Problems to solve:
1) Quote the passage of the Frank v. Frank opinion starting at "FRANK v. FRANK." and ending at "favor of Moe.".
2) According to the Frank v. Frank opinion, how many children did the Frank family have?

Source document:
From Casetext: Smarter Legal Research

Frank v. Frank

COURT OF CHANCERY OF NEW JERSEY
Oct 24, 1921
115 A. 448 (Ch. Div. 1921)

Opinion

No. 47/466.

10-24-1921

FRANK v. FRANK.

Aaron A. Melniker, of Jersey City, for complainant. Dembe & Dembe, of Bayonne, for defendant.


Suit to declare a partnership and an accounting by Moe Frank against Louis Frank. Decree of dismissal.

Aaron A. Melniker, of Jersey City, for complainant.

Dembe & Dembe, of Bayonne, for defendant.

GRIFFIN, V. C. The purpose of this suit is to declare the existence of a partnership between two brothers, Moe and Louis Frank, masons and plasterers, and for an accounting, and to have it declared that certain lands in the city of Bayonne, mentioned in the bill, standing in the name of Louis, are partnership property, or that a resulting trust exists therein in favor of Moe.

In 1910 Moe was 19 years of age, and, as I recall it, Louis was not quite 21. They were engaged in the plastering business. Moe says that he did the plastering work, and Louis was the master, without a union card, while he (Moe) had one; that Louis, in order to work, was required to have a union card. This statement is somewhat negatived from the fact that Louis in 1914 did work as a journeyman and had permits which cost $5 apiece to work for a period. However, Moe says, he received no wages; that all he received was a couple of dollars a week, and occasionally his clothes, and the money was turned in to his mother for the support of the family, consisting of the father and mother and eleven children, only two of whom were working, namely Moe and Louis. It appears that the father worked very little. Moe also says that the surplus over and above the sum turned in to the mother was to be put in bank in the joint account. The fact is that no moneys in the nature of wages were paid by Louis to Moe from 1910 until around 1914, when Moe became engaged in marriage, and he was then paid his regular weekly wages, out of which he paid his board to his mother. From 1910 to 1914 or 1915 Moe worked for others than his brother, and the brother himself engaged as a journeymanon his own account. The building business was not very active, and employment was not readily obtainable.

Supplied entries:
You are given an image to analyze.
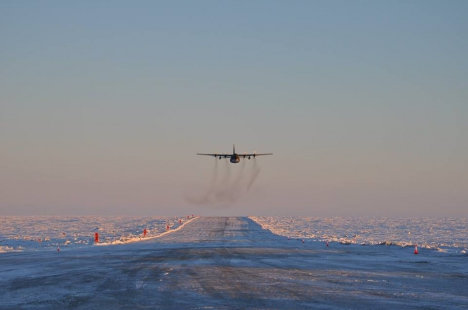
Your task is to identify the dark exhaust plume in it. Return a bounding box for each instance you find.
[185,158,260,208]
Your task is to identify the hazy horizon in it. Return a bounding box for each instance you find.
[0,1,468,217]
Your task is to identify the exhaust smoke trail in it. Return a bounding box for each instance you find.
[185,158,260,208]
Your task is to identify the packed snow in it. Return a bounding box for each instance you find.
[0,217,468,309]
[0,215,193,253]
[250,216,468,253]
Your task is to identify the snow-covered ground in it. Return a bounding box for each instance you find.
[0,215,193,253]
[0,217,468,309]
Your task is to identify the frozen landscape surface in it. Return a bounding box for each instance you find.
[0,217,468,309]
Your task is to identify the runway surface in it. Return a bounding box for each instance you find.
[0,217,468,309]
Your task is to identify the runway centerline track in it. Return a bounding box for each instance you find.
[0,217,468,309]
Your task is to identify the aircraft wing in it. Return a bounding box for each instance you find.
[237,153,273,158]
[197,153,232,157]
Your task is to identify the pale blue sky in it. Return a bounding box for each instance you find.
[0,1,468,217]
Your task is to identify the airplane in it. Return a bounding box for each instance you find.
[197,145,273,164]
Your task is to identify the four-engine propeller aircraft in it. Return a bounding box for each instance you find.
[197,145,273,164]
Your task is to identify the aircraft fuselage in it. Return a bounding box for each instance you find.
[229,154,240,164]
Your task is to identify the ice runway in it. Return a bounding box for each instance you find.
[0,217,468,309]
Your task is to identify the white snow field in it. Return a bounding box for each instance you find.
[0,217,468,309]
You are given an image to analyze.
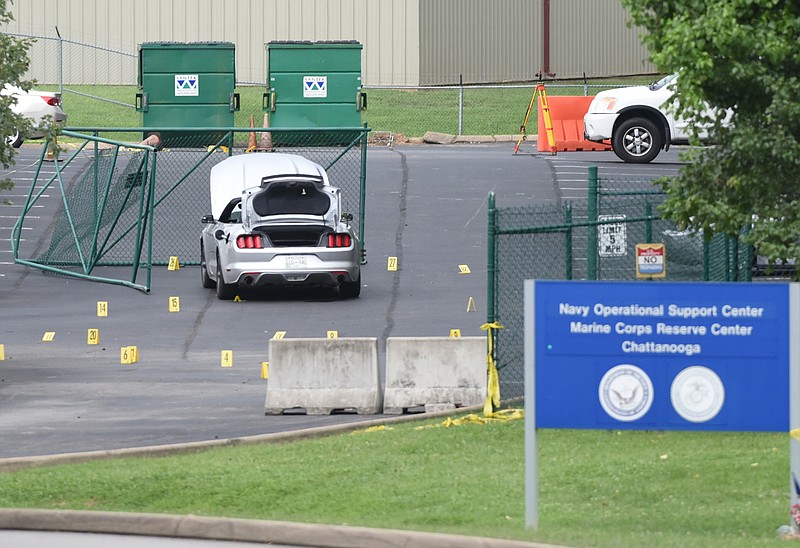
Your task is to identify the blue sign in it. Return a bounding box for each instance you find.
[526,281,797,432]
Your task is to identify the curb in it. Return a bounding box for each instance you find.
[0,404,483,473]
[0,509,555,548]
[0,405,568,548]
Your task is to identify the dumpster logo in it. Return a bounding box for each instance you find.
[303,76,328,97]
[175,74,200,97]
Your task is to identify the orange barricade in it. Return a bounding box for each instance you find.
[536,95,611,152]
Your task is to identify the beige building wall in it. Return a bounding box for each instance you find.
[0,0,653,86]
[550,0,656,78]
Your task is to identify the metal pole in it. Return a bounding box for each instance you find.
[56,27,64,100]
[564,202,572,280]
[458,74,464,135]
[486,192,497,323]
[358,122,369,264]
[586,166,597,280]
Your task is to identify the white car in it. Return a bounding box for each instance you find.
[0,84,67,148]
[583,74,705,164]
[200,153,361,299]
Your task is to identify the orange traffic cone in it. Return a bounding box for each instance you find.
[247,114,258,152]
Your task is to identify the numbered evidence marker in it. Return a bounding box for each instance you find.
[119,346,139,364]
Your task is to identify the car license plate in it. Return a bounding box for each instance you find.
[286,255,307,268]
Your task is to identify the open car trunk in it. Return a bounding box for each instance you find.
[246,180,339,247]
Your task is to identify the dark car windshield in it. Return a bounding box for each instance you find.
[650,73,678,91]
[252,181,331,217]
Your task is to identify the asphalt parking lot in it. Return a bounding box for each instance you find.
[0,143,680,458]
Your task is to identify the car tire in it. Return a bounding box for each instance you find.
[339,271,361,299]
[200,242,217,289]
[6,128,24,148]
[217,254,236,301]
[611,118,664,164]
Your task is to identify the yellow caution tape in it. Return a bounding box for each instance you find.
[352,424,394,434]
[481,322,503,417]
[415,409,525,430]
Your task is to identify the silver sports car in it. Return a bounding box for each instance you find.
[200,153,361,299]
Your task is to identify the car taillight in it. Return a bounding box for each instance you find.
[328,233,351,247]
[236,234,264,249]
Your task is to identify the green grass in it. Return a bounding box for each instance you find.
[0,420,789,547]
[38,77,654,140]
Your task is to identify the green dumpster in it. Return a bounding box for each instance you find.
[136,42,239,147]
[263,41,366,144]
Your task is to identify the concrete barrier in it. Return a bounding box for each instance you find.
[264,337,382,415]
[383,337,486,415]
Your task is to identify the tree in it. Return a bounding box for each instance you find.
[0,0,31,197]
[622,0,800,270]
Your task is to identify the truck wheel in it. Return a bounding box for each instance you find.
[611,118,664,164]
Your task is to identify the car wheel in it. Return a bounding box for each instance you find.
[6,128,24,148]
[200,242,217,289]
[217,254,236,301]
[339,271,361,299]
[611,118,664,164]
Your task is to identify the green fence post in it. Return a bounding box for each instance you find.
[486,192,497,323]
[564,202,572,280]
[586,166,597,280]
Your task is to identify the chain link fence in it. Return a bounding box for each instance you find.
[487,168,753,399]
[14,128,369,290]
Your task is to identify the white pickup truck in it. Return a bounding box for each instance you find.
[583,74,703,164]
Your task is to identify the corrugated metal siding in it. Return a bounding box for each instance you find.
[550,0,655,78]
[419,0,542,84]
[2,0,419,85]
[4,0,653,86]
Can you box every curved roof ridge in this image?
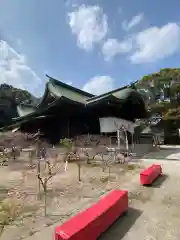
[46,74,95,98]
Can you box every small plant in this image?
[37,159,62,216]
[0,199,23,237]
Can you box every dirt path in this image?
[0,156,180,240]
[100,161,180,240]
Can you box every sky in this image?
[0,0,180,97]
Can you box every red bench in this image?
[55,190,128,240]
[140,164,162,185]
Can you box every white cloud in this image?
[66,81,72,86]
[0,41,42,93]
[130,23,180,63]
[83,76,114,95]
[122,13,144,31]
[68,5,108,50]
[102,38,132,61]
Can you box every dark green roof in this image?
[87,87,144,104]
[12,75,146,122]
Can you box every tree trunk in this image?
[77,163,81,182]
[43,184,47,217]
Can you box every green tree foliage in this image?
[0,84,37,127]
[136,68,180,119]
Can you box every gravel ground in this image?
[100,160,180,240]
[0,152,180,240]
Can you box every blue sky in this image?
[0,0,180,96]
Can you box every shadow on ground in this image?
[98,207,142,240]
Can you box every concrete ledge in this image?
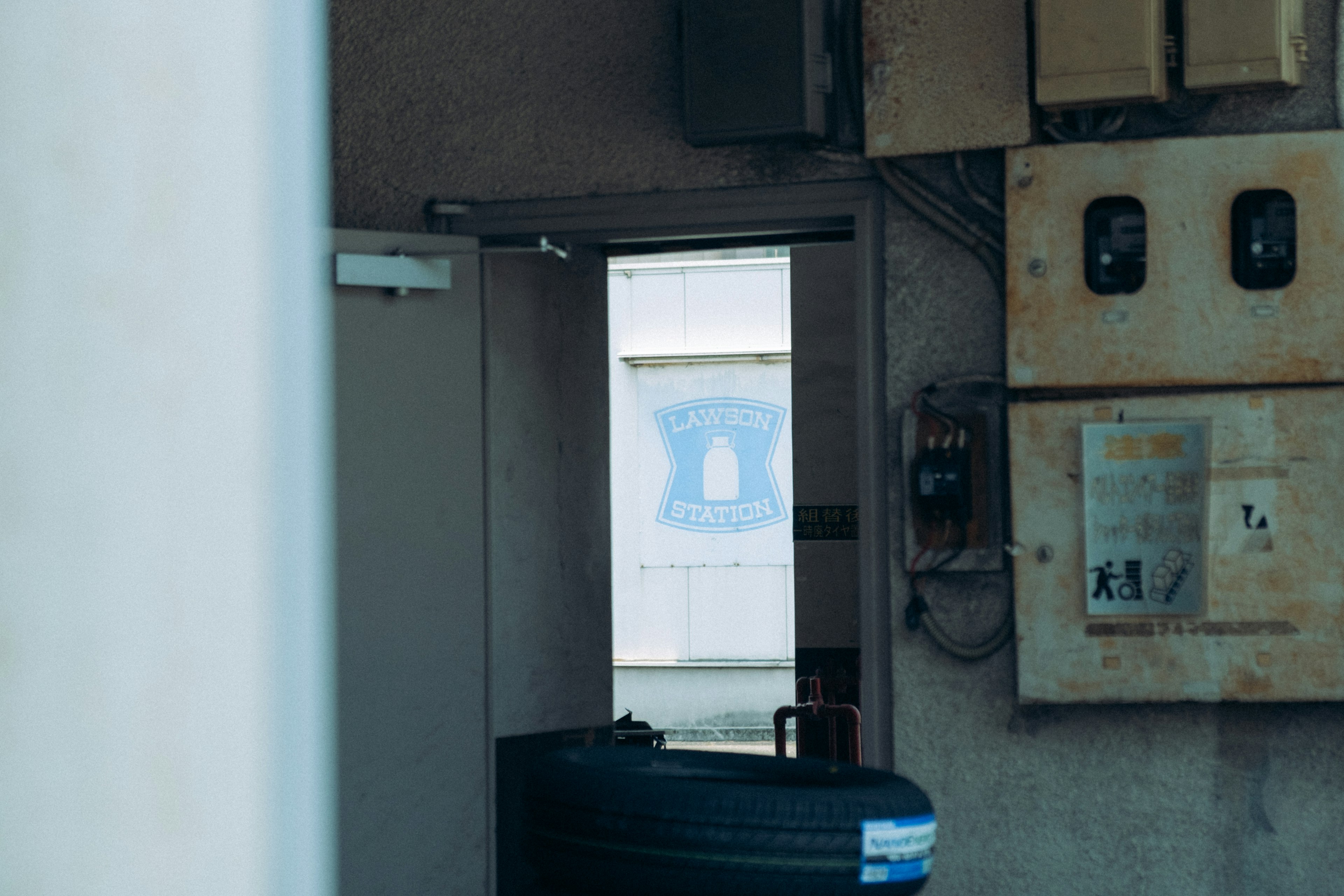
[611,661,796,740]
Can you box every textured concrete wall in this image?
[332,0,1344,896]
[331,0,863,230]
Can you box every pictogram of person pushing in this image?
[1087,560,1124,601]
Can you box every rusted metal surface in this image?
[1009,388,1344,702]
[774,676,863,766]
[863,0,1031,157]
[1005,130,1344,388]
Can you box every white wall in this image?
[0,0,333,896]
[609,258,793,661]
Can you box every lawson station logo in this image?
[654,398,788,532]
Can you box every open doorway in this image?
[608,232,861,755]
[608,246,794,752]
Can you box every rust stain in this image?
[1105,435,1144,461]
[1208,466,1288,482]
[1086,619,1301,638]
[1105,433,1185,461]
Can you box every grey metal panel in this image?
[335,231,491,896]
[336,253,453,289]
[484,250,611,737]
[790,243,868,653]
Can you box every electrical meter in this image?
[1083,196,1148,295]
[1232,189,1297,289]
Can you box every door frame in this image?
[451,178,895,768]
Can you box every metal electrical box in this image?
[1005,130,1344,388]
[681,0,835,146]
[1008,387,1344,702]
[1035,0,1167,109]
[1185,0,1306,91]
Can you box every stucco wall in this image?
[331,0,863,230]
[332,0,1344,896]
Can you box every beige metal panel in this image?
[863,0,1031,157]
[1035,0,1167,109]
[1009,388,1344,702]
[1185,0,1306,90]
[1007,130,1344,387]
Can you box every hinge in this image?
[1288,34,1306,62]
[812,52,835,93]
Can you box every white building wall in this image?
[0,0,335,896]
[609,258,793,728]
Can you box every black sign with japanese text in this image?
[793,504,859,541]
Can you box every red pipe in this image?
[774,676,863,766]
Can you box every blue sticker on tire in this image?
[859,816,938,884]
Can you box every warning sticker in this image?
[859,816,938,884]
[1082,420,1208,615]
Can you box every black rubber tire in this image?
[524,747,933,896]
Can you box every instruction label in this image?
[1083,420,1208,615]
[859,816,938,884]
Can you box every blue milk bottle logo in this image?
[654,398,788,532]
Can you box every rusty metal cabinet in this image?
[1007,130,1344,388]
[1009,387,1344,702]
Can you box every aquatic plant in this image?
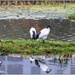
[0,40,75,57]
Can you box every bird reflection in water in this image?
[30,58,51,73]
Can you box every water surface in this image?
[0,18,75,42]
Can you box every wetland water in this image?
[0,56,75,74]
[0,18,75,42]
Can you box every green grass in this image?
[68,13,75,20]
[0,40,75,55]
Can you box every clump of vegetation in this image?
[0,40,75,56]
[68,13,75,20]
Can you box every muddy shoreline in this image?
[0,4,75,19]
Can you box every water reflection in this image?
[0,56,75,74]
[0,19,75,42]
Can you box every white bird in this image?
[30,58,51,73]
[0,40,3,45]
[30,26,36,40]
[36,25,52,44]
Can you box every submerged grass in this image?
[68,13,75,20]
[0,40,75,56]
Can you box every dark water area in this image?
[0,56,75,74]
[0,18,75,42]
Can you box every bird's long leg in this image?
[43,40,45,44]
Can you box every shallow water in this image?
[0,18,75,42]
[0,56,75,74]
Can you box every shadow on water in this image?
[0,56,75,74]
[0,19,75,42]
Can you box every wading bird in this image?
[36,25,52,44]
[30,25,36,40]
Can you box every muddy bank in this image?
[0,4,75,19]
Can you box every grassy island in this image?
[0,40,75,56]
[68,13,75,20]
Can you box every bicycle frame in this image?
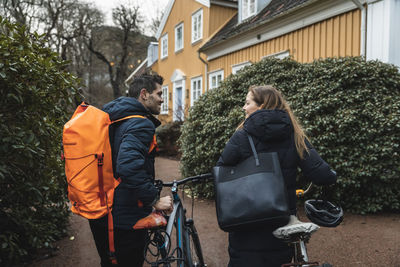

Outputs:
1)
FRANK v. FRANK.

Aaron A. Melniker, of Jersey City, for complainant. Dembe & Dembe, of Bayonne, for defendant.


Suit to declare a partnership and an accounting by Moe Frank against Louis Frank. Decree of dismissal.

Aaron A. Melniker, of Jersey City, for complainant.

Dembe & Dembe, of Bayonne, for defendant.

GRIFFIN, V. C. The purpose of this suit is to declare the existence of a partnership between two brothers, Moe and Louis Frank, masons and plasterers, and for an accounting, and to have it declared that certain lands in the city of Bayonne, mentioned in the bill, standing in the name of Louis, are partnership property, or that a resulting trust exists therein in favor of Moe.

2) Eleven